#### STATED EXERCISE
Rewrite the material below so that every "gravel pile" becomes "stone heap", with nothing else changed.

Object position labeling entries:
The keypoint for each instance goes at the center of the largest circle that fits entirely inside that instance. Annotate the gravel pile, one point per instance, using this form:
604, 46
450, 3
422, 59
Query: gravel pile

#### RESULT OF THIS EXERCISE
The keypoint for each instance goes at the center of the largest circle that fits entirely inside that instance. Annotate the stone heap, one point per instance, using this form:
604, 46
450, 3
422, 59
Query: stone heap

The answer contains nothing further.